begin Passage given

I am not a great fan of the Vriend decision but the court's repeated use of the
terms "joint responsibility" and "dialogue for Canada's ongoing
constitutional development" impressed me. I think a committee like this
could contribute to that.
The Acting Chairman: Before we continue, I remind Mr. Morton that the minister
referred to the fees to be paid to commissioners. Clause 26.1(9), on page 5 of
the bill, states:
The members of the Commission and persons carrying out duties under subsection
(4) shall be paid
(a) the fees fixed by...
The effect is that they are not employees; it is a daily fee. The French version
expresses it far better. It reads, "indemnité quotidienne." It
is important that we keep in mind what the minister has said about it. I do not
understand that those commissioners will be public employees or public nominees
for four years.
Mr. Morton: It says that they may hold a second term.
Senator Nolin: Yes, and from time to time they will be asked by the Governor in
Council to examine and to perform the duties that the proposed legislation
outlines. I made that point because it is an important one.
Senator Cools: The powers here are pretty total. The minister told us that she
only plans to use them on occasion but the powers are here for them to be used
all the time. The legislation is concerned about powers, not intentions.
Senator Grafstein: I am interested in the alternate models. I have heard some,
but if anyone else wants to comment, it might be interesting.
Mr. Ratushny: The acting chairman said that it is probably a per diem payment
which is based on the number of days they actually work and that time would
usually occur prior to the report.
I should like to respond to Senator Grafstein's point. I do not see this as
Parliament abandoning its role here.
Dr. Ziegel pointed out that Parliament continues to play its role and
parliamentary committees do continue to play their roles. I do not know why you
would not want the help of the commission. Would it not be helpful to have this
comprehensive study and ongoing monitoring and provision of information that
will help to establish appropriate salaries and justify them on some sort of
rationale basis? It seems to me that this is an additional element that will
help Parliament do its work.

end Passage given
begin Record excerpts

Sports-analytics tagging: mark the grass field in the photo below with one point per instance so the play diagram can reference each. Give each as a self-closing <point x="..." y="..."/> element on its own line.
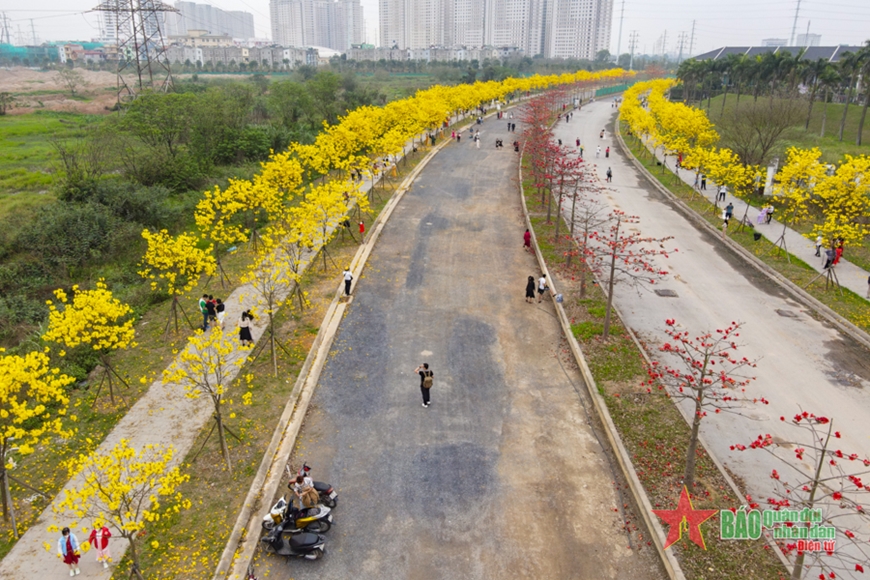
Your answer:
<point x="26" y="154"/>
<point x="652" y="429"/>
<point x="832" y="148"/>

end Record excerpts
begin Record excerpts

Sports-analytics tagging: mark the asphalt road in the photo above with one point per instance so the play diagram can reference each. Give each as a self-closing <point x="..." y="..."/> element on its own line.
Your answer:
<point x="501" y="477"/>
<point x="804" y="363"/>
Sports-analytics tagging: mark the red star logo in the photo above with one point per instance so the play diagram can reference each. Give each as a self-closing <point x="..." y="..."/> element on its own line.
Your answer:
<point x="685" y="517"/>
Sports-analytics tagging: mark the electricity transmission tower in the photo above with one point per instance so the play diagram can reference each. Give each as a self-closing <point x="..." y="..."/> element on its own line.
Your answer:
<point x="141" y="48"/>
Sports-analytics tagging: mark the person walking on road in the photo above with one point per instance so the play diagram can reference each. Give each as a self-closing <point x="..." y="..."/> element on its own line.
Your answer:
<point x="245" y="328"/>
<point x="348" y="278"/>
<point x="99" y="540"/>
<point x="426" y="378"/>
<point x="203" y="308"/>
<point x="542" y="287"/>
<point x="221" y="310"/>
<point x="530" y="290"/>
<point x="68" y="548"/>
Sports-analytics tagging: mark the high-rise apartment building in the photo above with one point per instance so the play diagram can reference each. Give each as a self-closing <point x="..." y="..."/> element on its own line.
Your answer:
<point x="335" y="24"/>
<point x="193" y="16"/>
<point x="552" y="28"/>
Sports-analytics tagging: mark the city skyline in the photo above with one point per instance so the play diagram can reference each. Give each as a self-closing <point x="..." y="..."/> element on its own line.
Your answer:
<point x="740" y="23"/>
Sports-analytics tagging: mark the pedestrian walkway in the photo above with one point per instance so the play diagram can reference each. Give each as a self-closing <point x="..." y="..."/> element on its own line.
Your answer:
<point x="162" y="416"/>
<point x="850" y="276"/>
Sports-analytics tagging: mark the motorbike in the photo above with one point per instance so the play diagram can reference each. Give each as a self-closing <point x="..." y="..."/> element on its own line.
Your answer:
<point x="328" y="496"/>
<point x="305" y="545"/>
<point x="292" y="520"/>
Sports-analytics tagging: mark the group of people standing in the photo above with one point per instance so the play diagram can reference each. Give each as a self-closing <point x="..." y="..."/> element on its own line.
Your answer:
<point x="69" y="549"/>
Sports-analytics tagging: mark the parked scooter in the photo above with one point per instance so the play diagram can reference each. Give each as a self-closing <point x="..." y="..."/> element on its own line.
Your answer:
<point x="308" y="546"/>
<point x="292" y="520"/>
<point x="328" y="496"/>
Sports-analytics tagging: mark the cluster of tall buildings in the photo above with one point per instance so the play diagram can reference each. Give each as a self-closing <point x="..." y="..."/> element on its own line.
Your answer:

end Record excerpts
begin Record excerpts

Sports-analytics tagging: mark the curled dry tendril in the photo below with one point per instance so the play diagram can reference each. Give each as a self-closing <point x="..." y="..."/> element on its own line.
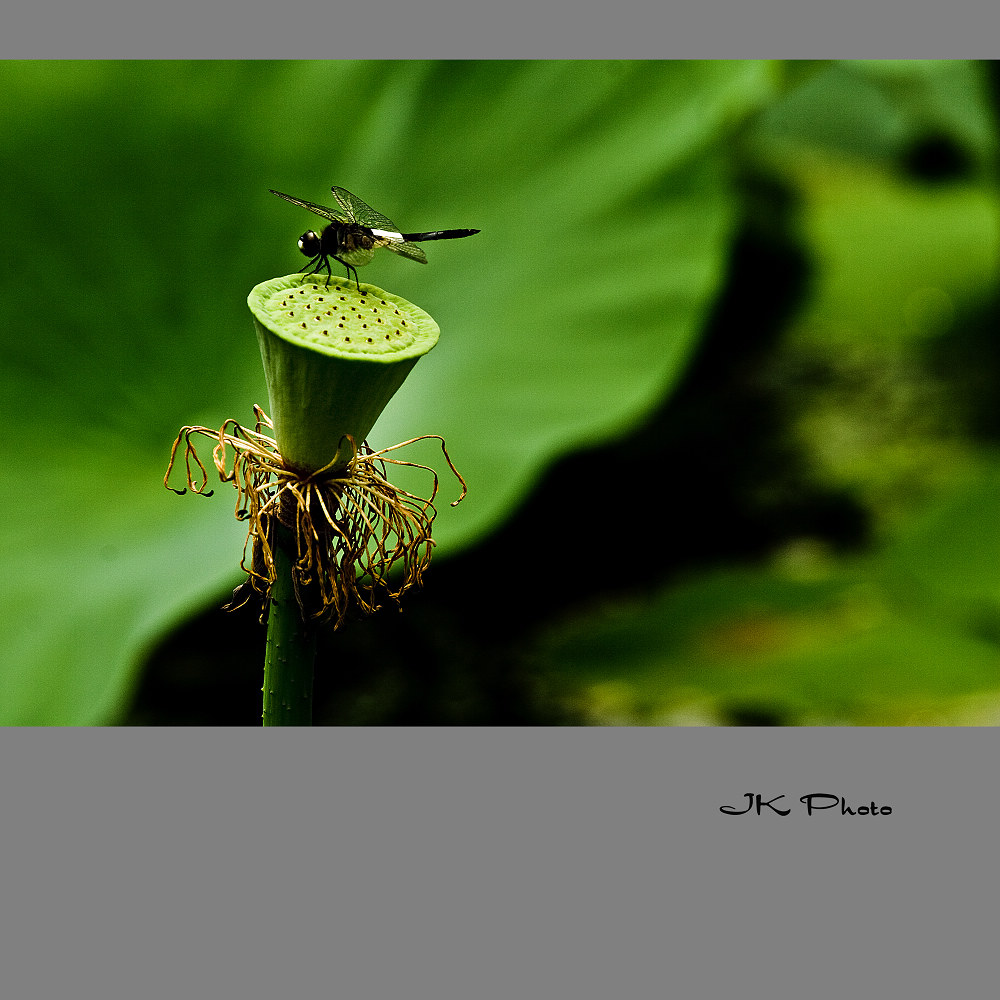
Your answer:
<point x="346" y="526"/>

end Record excerpts

| Your tasks |
a - Write out the committee transcript from "Mr. Morton: It" up to and including "to the report.", word for word.
b - In the committee transcript, why does the acting chairman say the commissioners are not employees? Answer in one to three sentences.
The items were drawn from a different source than the committee transcript.

| Task-by-task outputs |
a -
Mr. Morton: It says that they may hold a second term.
Senator Nolin: Yes, and from time to time they will be asked by the Governor in
Council to examine and to perform the duties that the proposed legislation
outlines. I made that point because it is an important one.
Senator Cools: The powers here are pretty total. The minister told us that she
only plans to use them on occasion but the powers are here for them to be used
all the time. The legislation is concerned about powers, not intentions.
Senator Grafstein: I am interested in the alternate models. I have heard some,
but if anyone else wants to comment, it might be interesting.
Mr. Ratushny: The acting chairman said that it is probably a per diem payment
which is based on the number of days they actually work and that time would
usually occur prior to the report.

b - Under clause 26.1(9) of the bill, the commissioners are paid fees that amount to a daily fee, not a salary. He notes that the French version states this more clearly with the term "indemnité quotidienne."